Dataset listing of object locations
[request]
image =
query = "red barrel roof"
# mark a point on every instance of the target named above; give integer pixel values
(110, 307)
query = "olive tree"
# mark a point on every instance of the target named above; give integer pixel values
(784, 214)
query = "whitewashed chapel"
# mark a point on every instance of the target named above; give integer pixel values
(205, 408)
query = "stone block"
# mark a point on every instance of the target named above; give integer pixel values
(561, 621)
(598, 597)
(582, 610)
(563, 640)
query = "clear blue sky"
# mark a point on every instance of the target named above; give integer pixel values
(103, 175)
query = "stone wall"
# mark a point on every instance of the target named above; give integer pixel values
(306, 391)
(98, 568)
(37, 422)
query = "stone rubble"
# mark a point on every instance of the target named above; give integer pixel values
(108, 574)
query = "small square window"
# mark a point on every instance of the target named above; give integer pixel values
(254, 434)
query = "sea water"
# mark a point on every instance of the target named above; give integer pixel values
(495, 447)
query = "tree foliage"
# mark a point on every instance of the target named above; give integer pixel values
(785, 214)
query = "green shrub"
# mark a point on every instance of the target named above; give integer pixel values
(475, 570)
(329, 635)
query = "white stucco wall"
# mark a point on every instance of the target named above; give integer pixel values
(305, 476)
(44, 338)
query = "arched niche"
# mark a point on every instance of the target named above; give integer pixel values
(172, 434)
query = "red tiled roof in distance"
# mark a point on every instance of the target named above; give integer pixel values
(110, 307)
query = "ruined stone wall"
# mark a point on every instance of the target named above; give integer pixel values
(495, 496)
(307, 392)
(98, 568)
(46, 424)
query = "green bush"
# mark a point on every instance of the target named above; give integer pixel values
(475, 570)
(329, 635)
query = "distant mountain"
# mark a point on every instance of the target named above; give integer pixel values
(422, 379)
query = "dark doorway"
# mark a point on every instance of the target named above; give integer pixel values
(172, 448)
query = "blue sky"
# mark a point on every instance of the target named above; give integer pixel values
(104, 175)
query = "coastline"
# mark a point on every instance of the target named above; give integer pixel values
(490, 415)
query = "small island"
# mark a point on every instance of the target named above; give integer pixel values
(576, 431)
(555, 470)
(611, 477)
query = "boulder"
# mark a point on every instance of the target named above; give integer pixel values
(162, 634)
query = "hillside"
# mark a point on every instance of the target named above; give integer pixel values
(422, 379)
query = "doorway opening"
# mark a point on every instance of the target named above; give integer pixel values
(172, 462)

### EXERCISE INSTRUCTIONS
Reproduce the entire listing above verbatim, line for line, with no changes.

### WRITTEN SOLUTION
[request]
image =
query = "red barrel roof"
# mark a point on every instance of the target named above; give integer pixel values
(110, 307)
query = "olive tree"
# mark a point on every instance of the target named above; give integer pixel values
(784, 214)
query = "whitewashed chapel"
# mark a point on every instance of the target named above; give integer pixel values
(205, 408)
query = "stone block"
# mark a point on every instance of the target named above; give integer pixel values
(561, 621)
(598, 597)
(582, 610)
(563, 640)
query = "clear blue sky"
# mark a point on every instance of the target named above; give integer pixel values
(103, 175)
query = "stone wall"
# mark a point on every instance of the target named above; give integer pixel values
(306, 391)
(98, 568)
(37, 422)
query = "stone rubble"
# mark a point on every instance of the target named above; give integer pixel values
(108, 574)
query = "small square window"
# mark a point on every instance of the target named above; give integer pixel values
(254, 434)
query = "sea water"
# mark a point on every instance of the target named above; give integer pixel values
(495, 447)
query = "tree foliage"
# mark a point on every instance of the target named above; give integer pixel values
(785, 214)
query = "green shrub"
# mark a point on every instance of the target named above; give integer pixel values
(475, 570)
(329, 635)
query = "white stucco wall"
# mark a point on every instance of the target named above; give integer pixel values
(305, 476)
(44, 338)
query = "arched niche"
# mark a point on every instance of the target named above; give integer pixel values
(172, 434)
query = "red tiled roof in distance"
# mark a point on every instance of the target named above; give integer pixel values
(110, 307)
query = "ruined stone wall"
# mark a point on every instance of the target named above; give integer pixel values
(495, 496)
(307, 392)
(98, 568)
(46, 424)
query = "green bush"
# mark a point on every instance of the target named above; give integer pixel values
(475, 570)
(329, 635)
query = "distant mountain"
# mark a point on every instance of the target named above; give integer pixel values
(422, 379)
query = "dark doorway"
# mark a point on every instance of the target named above; give integer pixel values
(172, 448)
query = "blue sky"
# mark a point on every instance of the target named above; give integer pixel values
(104, 175)
query = "coastline"
# mark a point on every instance of the target named above; give integer pixel values
(490, 415)
query = "small island"
# mark a point on every instance of the target named above; give integer pixel values
(576, 431)
(555, 470)
(611, 477)
query = "boulder"
# mark a point on every instance of the target named above; give integer pixel values
(162, 634)
query = "hillside"
# mark a point on every instance of the target named above; give integer pixel values
(422, 379)
query = "doorway opening"
# mark a point on every instance of the target named above; give integer pixel values
(172, 462)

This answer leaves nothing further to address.